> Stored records
BEGIN

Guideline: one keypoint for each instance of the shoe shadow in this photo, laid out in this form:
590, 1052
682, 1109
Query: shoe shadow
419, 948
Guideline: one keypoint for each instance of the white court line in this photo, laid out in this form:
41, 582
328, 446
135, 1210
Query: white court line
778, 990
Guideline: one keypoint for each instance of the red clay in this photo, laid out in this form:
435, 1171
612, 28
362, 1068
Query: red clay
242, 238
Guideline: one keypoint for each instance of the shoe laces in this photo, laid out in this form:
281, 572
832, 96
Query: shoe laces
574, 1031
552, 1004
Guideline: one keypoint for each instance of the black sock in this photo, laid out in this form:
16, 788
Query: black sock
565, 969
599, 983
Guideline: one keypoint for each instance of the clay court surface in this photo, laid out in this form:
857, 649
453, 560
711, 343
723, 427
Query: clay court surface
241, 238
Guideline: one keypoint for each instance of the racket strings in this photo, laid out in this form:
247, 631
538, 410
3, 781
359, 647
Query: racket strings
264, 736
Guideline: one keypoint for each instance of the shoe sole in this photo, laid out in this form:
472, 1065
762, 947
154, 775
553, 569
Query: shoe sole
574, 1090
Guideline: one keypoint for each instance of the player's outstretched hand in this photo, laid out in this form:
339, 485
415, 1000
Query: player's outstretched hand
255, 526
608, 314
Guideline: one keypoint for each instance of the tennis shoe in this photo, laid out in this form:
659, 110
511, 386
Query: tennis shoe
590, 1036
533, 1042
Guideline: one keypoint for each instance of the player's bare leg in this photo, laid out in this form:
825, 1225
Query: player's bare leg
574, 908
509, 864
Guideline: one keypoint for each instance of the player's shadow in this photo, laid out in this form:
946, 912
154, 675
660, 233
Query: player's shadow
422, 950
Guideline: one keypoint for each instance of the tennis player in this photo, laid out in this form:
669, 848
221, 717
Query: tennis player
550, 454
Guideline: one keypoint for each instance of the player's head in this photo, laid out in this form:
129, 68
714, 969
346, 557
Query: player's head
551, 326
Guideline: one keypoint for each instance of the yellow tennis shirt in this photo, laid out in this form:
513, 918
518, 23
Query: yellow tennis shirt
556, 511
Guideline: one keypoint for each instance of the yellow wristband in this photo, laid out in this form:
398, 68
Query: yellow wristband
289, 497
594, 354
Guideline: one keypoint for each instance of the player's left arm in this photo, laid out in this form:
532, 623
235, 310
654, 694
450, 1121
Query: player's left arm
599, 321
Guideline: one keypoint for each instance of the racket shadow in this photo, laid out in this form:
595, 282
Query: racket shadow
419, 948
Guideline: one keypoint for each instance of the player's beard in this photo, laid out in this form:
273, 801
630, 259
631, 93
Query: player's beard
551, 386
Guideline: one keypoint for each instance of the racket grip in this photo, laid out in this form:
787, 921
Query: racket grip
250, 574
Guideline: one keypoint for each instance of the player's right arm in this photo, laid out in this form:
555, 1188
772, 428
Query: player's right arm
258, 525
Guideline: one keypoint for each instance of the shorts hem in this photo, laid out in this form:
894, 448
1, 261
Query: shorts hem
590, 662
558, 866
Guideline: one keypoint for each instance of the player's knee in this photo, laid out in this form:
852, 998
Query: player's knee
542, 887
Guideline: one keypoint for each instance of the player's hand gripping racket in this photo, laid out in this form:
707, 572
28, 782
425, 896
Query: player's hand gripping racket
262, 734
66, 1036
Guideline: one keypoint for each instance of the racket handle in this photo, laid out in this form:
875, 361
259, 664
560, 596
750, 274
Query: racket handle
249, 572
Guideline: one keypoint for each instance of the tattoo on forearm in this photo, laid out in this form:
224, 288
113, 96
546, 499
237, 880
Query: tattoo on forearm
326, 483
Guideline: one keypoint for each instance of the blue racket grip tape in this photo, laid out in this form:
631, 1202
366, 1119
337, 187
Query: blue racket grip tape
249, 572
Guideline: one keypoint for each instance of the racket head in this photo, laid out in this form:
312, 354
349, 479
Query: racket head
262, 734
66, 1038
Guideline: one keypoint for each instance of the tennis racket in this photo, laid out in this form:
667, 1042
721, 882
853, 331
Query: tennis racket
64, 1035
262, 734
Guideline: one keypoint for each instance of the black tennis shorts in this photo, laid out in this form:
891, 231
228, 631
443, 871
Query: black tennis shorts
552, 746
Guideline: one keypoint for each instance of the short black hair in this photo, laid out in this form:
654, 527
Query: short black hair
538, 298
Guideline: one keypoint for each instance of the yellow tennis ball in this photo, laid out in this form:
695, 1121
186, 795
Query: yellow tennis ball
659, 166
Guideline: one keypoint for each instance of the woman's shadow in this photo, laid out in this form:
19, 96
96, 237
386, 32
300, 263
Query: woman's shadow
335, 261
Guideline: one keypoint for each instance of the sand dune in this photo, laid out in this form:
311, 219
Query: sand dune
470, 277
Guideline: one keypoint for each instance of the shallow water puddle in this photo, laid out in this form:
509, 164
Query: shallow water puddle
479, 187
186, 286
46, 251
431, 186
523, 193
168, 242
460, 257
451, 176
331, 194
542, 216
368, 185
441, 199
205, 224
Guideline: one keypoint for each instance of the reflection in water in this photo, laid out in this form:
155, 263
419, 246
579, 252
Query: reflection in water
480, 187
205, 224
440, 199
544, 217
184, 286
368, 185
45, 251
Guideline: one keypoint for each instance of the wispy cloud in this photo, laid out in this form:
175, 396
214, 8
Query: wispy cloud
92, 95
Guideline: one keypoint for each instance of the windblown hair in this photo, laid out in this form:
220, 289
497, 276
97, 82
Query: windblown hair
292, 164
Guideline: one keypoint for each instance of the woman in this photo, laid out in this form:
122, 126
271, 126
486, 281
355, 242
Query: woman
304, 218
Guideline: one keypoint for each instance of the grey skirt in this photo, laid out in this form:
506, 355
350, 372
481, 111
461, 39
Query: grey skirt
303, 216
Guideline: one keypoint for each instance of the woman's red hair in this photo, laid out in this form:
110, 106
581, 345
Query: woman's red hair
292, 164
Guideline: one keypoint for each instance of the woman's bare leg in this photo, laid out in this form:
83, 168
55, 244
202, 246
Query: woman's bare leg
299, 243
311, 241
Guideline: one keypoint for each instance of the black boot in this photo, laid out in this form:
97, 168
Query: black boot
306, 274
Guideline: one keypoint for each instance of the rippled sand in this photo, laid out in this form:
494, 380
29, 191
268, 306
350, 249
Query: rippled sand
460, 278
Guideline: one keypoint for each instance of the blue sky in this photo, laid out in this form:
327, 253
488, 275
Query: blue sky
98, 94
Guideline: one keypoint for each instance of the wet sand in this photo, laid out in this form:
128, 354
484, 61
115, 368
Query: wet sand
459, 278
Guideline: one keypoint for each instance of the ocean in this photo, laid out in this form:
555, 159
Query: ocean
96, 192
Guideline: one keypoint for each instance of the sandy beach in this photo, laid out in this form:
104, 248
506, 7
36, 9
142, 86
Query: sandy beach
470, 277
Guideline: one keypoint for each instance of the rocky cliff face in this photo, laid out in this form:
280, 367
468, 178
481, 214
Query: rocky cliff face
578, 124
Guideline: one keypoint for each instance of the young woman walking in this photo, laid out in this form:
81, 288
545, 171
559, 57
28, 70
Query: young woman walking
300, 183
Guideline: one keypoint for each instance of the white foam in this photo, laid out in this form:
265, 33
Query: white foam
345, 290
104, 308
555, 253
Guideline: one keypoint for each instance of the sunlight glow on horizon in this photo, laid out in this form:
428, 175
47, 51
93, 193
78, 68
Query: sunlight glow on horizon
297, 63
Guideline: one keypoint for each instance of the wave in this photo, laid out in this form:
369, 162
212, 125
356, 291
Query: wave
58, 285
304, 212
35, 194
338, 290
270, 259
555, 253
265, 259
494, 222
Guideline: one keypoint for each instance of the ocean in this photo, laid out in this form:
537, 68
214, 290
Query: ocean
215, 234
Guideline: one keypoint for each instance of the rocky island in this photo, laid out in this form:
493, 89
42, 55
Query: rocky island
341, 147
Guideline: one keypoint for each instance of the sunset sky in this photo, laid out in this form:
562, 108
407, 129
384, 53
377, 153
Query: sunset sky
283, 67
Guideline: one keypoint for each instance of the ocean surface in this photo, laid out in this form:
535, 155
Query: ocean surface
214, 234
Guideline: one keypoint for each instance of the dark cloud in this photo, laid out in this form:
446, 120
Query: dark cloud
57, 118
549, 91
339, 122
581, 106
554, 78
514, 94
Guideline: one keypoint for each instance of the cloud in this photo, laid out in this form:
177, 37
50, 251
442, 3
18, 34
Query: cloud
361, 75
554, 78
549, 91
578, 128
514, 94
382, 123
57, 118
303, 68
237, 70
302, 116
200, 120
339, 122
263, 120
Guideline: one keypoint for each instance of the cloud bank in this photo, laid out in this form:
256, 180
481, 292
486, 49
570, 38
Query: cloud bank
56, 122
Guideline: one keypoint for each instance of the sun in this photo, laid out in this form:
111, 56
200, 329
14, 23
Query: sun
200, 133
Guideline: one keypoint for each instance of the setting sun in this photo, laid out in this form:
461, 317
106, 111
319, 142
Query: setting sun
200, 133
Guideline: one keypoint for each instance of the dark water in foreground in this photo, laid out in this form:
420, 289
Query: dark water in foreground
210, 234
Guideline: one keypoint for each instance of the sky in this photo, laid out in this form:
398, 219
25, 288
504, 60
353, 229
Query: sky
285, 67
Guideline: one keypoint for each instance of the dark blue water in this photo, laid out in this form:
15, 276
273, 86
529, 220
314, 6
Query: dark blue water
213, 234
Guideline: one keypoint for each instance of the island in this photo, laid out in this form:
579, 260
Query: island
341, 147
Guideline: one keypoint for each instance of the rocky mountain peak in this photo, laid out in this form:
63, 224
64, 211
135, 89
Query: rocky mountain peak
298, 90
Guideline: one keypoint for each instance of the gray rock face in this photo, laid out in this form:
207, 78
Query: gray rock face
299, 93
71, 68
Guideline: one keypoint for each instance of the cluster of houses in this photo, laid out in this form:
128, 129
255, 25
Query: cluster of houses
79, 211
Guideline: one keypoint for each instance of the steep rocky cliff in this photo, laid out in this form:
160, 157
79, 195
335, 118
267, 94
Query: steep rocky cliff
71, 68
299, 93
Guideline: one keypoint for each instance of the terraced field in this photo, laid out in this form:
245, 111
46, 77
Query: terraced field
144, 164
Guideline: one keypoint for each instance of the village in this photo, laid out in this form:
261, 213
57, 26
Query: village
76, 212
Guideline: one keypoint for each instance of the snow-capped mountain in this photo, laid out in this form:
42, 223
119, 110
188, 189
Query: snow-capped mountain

END

> Instructions for the task
One number only, please: the count of lines in the data that hold the word "capped".

> Completed task
2